Excerpt –
::::
Some Unicode characters are improperly accepted or dropped #12430

Closed
opened 2026-01-31 03:15:27 +00:00 by claunia · 13 comments
Owner

Originally created by @chitoku-k on GitHub (Feb 5, 2021).

Originally assigned to: @DHowett on GitHub.

Environment

Windows build number: 10.0.19042.0
Windows Terminal version (if applicable): 1.5.x and 1.6.x
PowerShell: 5.1.19041.610 and 7.1.1

Steps to reproduce

  1. Run Windows Terminal built after https://github.com/microsoft/terminal/pull/8035 gets merged.
  2. Input 0123456789 (FULLWIDTH DIGIT) by any methods such as right click to paste, Ctrl + V, or from keyboard.

Expected behavior

  • 0123456789 is input.

Actual behavior

  • Only the first letter ( in this case) is input.

Detailed Explanation

The implementation of GetQuickCharWidth has been changed in https://github.com/microsoft/terminal/pull/8035 and affected the following invocations:

The former is totally acceptable because it falls back to looking up from Unicode table in CodepointWidthDetector later on; however, the latter one has been broken in this PR.

When the scanned key is considered invalid in CharToKeyEvents, it tries to detect character width by calling GetQuickCharWidth and make it process as keyboard events if the width is CodepointWidth::Wide. In the aforementioned PR, however, GetQuickCharWidth no longer returns CodepointWidth::Wide and instead returns CodepointWidth::Invalid for the characters other than ASCII, and results in SynthesizeNumpadEvents being called for 0123456789. Since this function processes the given characters as if it were typed with Alt key + numpad, the result becomes nondeterministic (such as some applications like cmd.exe process this normally but powershell.exe only accepts the first letter).
::::
Provided records –
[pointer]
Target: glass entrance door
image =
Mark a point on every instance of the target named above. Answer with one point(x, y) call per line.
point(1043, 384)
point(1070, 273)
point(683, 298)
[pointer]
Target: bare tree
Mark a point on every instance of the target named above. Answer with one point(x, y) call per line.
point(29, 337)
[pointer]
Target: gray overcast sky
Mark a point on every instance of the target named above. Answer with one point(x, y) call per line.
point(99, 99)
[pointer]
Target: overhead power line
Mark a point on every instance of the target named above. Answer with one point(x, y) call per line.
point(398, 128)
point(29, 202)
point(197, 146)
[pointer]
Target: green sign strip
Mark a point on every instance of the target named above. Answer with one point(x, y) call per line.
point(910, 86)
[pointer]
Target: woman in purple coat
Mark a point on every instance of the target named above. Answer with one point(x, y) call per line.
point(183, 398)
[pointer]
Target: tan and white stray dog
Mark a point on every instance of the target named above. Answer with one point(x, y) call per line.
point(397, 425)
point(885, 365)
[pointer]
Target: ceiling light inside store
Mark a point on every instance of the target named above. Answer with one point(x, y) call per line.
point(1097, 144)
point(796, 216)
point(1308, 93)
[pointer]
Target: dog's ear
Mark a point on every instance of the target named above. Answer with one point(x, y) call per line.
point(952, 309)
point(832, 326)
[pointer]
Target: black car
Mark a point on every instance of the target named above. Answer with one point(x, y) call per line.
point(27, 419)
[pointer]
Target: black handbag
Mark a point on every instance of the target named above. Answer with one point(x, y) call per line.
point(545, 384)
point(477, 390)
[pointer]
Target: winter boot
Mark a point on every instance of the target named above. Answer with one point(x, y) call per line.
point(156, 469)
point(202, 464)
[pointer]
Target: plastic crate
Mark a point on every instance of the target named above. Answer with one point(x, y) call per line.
::::
Direction 1 – Could you quote the issue report on dropped Unicode characters word for word, starting at the words "The former is" and ending after "the first letter)."?
Direction 2 – Can you extend the issue report on dropped Unicode characters, continuing on from its final sentence?

Task response 1 –
The former is totally acceptable because it falls back to looking up from Unicode table in CodepointWidthDetector later on; however, the latter one has been broken in this PR.

When the scanned key is considered invalid in CharToKeyEvents, it tries to detect character width by calling GetQuickCharWidth and make it process as keyboard events if the width is CodepointWidth::Wide. In the aforementioned PR, however, GetQuickCharWidth no longer returns CodepointWidth::Wide and instead returns CodepointWidth::Invalid for the characters other than ASCII, and results in SynthesizeNumpadEvents being called for 0123456789. Since this function processes the given characters as if it were typed with Alt key + numpad, the result becomes nondeterministic (such as some applications like cmd.exe process this normally but powershell.exe only accepts the first letter).

Task response 2 –
1df3182865/src/types/convert.cpp (L156)

One option is to return a new value like CodepointWidth::Unknown when GetQuickCharWidth cannot detect the character width immediately,

  CodepointWidth GetQuickCharWidth(const wchar_t wch) noexcept
  {
      if (0x20 <= wch && wch <= 0x7e)
      {
          /* ASCII */
          return CodepointWidth::Narrow;
      }
+     else if (wch < 0xffff)
+     {
+         return CodepointWidth::Unknown;
+     }
      return CodepointWidth::Invalid;
  }

because the definition of CodepointWidth::Invalid is not a valid unicode codepoint.

1df3182865/src/types/inc/convert.hpp (L23-L29)

In CharToKeyEvents, the expression should be corrected to:

- if (WI_IsFlagSet(CharType, C3_ALPHA) || GetQuickCharWidth(wch) == CodepointWidth::Wide)
+ if (WI_IsFlagSet(CharType, C3_ALPHA) || GetQuickCharWidth(wch) == CodepointWidth::Unknown)

and in CodepointWidthDetector::GetWidth(), it has to support the new value:

-         // If it's invalid, the quick width had no opinion, so go to the lookup table.
-         if (width == CodepointWidth::Invalid)
+         // If it's unknown or invalid, the quick width had no opinion, so go to the lookup table.
+         if (width == CodepointWidth::Unknown || width == CodepointWidth::Invalid)

I can make a PR if the way of fix I've suggested is acceptable. Thanks in advance.

Appendix

Note that this issue is not related to the issue in PSReadLine at all because it can be reproducible in applications launched from PowerShell.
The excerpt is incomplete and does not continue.